INSTRUCTION 1: Pull out each line of the listing below that holds the word "fork".

-------- QUOTED TEXT --------

Swami Vivekananda The Swami Vivekananda [1863-1902] was a Bengali vedantist and an ardent, reform-minded nationalist. Vivekananda lectured for the first time from a public platform on September 19th 1893, and on July the 4th 1902, he passed away. No Hindu, for many years, had received such an ovation from his countrymen as Swami Vivekananda. The Vedic science movement began in 1893 when Swami Vivekananda addressed the World Parliament of Religions in Chicago. In that famous address, he sought to present Hinduism not just as a fulfillment of all other religions, but also as a fulfillment of all science.

To Swami Vivekananda and his colleagues was due the revival of Vedantism in much its original form. Raja Rammohan Ray's Brahma Samaj was indeed a movement in the direction of a revived Vedantism, but under its subsequent leaders the movement soon became a thorough-going reform movement, leaving its old moorings and cutting off its connection with orthodoxy. Swami Vivekananda, though educated under the modern system, received his spiritual training under an orthodox Hindu devote, and was therefore imbued with a deep spirit of toleration and conservatism which all his foreign travels, education and experiences could not remove. The Swami was indeed, to some extent, a reformer. But his reform movement differed from the Brahma Samaj movement in retaining the monastic system for ministers of religion and a place for image-worship in popular devotions. It would not be too much to say that these conservative features of the movement contributed as much to its popularity as the ardour and ability of its leaders.

-------- EXERCISE INPUTS --------

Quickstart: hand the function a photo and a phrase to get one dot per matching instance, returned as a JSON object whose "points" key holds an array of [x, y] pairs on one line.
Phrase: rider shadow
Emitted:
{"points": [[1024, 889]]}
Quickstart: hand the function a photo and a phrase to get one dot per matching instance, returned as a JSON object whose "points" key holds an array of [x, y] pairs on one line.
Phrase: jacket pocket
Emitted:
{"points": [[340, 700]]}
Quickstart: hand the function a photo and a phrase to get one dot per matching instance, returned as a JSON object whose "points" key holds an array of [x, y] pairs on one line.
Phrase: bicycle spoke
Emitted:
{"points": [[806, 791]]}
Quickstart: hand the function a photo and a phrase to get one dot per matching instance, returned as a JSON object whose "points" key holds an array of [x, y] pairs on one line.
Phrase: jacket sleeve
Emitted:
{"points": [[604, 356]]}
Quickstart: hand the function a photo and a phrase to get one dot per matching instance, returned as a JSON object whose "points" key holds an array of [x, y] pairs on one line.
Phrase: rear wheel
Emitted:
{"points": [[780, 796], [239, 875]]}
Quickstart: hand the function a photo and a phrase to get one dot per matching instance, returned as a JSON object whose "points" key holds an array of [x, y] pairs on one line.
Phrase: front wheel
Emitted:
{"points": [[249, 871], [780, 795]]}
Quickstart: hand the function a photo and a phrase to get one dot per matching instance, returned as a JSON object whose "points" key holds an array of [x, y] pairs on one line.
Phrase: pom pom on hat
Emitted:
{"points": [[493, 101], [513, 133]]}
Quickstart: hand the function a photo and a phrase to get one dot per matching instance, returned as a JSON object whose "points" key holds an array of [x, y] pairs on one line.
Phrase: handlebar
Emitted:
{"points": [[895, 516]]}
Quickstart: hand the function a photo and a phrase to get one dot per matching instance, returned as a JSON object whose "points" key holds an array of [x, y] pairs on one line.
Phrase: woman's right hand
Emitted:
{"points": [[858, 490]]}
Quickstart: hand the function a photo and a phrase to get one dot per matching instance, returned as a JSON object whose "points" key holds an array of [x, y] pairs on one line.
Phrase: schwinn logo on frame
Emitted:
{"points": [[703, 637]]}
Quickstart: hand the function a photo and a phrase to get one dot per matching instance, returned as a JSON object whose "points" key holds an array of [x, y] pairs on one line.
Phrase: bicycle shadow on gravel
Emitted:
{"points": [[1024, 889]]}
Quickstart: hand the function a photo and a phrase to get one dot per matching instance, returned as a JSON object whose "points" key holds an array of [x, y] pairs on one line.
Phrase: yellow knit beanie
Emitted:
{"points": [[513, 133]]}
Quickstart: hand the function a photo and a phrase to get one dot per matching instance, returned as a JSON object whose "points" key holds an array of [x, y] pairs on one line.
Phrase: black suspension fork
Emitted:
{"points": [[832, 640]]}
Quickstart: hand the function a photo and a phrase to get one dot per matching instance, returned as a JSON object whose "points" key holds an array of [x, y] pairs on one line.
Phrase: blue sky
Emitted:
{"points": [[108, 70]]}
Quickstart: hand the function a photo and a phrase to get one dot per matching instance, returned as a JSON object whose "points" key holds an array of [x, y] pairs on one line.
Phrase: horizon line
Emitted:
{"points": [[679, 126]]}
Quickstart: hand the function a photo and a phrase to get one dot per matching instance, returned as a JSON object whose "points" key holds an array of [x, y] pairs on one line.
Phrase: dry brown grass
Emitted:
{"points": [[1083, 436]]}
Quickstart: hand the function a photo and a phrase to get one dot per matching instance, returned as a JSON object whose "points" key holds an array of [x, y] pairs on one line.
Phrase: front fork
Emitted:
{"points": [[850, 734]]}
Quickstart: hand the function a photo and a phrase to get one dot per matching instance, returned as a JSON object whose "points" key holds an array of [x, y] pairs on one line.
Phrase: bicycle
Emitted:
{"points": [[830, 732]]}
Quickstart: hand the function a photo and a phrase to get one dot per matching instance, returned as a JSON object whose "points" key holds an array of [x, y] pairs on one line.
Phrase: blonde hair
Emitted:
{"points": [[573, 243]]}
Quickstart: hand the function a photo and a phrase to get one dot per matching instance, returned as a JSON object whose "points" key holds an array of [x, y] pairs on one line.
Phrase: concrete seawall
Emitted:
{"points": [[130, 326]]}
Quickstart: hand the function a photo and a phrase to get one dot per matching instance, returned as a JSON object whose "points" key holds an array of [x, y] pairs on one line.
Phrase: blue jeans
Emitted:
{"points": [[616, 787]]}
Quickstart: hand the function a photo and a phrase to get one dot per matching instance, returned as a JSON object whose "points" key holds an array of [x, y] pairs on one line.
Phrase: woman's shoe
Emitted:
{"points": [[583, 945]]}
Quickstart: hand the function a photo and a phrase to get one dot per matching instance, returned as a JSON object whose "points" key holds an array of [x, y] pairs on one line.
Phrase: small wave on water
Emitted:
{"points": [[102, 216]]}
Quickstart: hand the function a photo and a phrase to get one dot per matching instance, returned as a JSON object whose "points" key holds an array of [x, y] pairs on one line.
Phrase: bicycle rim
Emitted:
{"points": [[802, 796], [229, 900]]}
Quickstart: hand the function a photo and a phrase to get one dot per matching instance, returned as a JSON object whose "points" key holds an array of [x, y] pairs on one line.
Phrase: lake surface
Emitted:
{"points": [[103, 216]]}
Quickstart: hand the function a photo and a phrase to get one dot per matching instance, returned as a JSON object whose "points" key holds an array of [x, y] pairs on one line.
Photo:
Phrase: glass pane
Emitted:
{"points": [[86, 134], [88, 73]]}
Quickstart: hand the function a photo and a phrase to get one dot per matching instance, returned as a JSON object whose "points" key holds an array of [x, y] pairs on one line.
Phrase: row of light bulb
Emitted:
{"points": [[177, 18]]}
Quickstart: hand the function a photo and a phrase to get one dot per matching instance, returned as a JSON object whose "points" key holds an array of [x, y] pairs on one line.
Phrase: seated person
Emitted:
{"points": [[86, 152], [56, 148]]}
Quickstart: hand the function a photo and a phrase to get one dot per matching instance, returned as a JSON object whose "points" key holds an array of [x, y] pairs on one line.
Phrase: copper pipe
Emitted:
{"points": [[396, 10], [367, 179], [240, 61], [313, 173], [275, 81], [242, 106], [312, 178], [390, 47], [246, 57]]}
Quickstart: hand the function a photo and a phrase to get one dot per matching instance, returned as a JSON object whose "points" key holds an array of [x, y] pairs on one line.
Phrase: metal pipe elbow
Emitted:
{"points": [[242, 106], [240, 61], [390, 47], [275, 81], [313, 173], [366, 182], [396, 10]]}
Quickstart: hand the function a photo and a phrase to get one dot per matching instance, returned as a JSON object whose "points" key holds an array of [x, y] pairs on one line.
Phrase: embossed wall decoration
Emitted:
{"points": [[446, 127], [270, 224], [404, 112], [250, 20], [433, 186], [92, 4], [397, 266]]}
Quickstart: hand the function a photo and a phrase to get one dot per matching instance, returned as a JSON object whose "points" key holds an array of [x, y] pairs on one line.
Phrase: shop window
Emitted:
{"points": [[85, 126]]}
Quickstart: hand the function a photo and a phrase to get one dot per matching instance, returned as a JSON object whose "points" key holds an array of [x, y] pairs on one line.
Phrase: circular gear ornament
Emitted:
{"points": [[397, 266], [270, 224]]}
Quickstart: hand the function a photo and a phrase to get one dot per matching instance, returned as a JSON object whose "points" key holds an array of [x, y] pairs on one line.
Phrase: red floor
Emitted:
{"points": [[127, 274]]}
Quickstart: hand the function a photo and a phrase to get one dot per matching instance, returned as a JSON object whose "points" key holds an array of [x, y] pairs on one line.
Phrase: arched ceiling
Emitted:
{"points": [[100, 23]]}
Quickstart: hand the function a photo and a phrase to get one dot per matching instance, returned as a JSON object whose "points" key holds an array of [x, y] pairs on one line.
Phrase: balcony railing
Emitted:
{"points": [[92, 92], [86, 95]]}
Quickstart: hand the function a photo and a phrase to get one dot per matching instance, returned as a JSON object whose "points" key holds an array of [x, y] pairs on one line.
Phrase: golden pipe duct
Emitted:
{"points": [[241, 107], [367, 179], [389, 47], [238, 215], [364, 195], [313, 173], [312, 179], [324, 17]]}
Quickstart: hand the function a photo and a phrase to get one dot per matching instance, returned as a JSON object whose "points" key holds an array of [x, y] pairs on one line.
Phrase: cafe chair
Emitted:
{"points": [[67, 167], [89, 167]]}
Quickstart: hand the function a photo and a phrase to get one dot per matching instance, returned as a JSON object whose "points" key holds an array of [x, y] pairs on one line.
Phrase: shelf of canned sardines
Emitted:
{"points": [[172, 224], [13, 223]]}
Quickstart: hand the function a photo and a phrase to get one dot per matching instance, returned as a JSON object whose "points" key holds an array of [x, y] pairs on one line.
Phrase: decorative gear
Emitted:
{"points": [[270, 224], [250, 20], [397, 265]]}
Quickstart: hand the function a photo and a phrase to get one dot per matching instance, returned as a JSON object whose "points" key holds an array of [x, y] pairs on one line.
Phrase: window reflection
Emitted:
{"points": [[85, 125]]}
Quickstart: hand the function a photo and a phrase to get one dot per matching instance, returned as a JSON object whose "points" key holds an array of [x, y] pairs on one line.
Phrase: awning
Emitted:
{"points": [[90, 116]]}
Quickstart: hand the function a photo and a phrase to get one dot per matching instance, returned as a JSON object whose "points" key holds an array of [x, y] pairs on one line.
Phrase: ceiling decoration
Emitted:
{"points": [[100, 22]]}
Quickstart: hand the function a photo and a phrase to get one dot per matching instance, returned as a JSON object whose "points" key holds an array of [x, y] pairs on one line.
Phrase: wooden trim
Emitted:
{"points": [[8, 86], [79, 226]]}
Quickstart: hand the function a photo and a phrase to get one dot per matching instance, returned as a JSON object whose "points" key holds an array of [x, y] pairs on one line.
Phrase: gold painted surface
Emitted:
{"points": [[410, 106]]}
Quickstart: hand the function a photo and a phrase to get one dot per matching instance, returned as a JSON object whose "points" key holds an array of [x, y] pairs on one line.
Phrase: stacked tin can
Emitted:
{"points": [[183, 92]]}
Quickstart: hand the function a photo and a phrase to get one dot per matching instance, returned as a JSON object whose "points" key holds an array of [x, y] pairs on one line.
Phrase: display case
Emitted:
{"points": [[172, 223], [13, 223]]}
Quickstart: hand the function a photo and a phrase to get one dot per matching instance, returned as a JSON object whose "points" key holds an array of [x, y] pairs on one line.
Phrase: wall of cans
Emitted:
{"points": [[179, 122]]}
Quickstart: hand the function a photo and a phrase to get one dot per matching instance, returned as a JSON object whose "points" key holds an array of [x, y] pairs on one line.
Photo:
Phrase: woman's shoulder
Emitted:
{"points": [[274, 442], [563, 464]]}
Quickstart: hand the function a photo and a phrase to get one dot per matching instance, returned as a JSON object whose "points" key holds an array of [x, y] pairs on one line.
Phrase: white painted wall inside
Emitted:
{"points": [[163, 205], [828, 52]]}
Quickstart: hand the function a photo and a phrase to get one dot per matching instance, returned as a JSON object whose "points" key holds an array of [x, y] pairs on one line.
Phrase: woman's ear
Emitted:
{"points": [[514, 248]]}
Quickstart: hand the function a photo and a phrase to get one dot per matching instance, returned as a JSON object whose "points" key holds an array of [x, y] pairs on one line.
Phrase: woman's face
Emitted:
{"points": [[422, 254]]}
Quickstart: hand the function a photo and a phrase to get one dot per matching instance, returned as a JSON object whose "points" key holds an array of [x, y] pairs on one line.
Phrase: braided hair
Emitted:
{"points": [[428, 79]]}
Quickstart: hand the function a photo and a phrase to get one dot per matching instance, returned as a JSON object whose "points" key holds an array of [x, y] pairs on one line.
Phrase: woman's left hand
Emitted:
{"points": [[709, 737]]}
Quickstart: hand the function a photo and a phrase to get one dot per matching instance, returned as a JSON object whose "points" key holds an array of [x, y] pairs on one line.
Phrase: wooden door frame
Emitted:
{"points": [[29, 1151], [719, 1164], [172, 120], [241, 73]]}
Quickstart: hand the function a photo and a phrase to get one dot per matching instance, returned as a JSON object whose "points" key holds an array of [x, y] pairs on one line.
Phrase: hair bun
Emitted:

--------

INSTRUCTION 2: According to the passage on Swami Vivekananda, on what date did he first lecture from a public platform?

COMPLETE ANSWER 1:
Phrase: black suspension fork
Phrase: front fork

COMPLETE ANSWER 2: September 19th 1893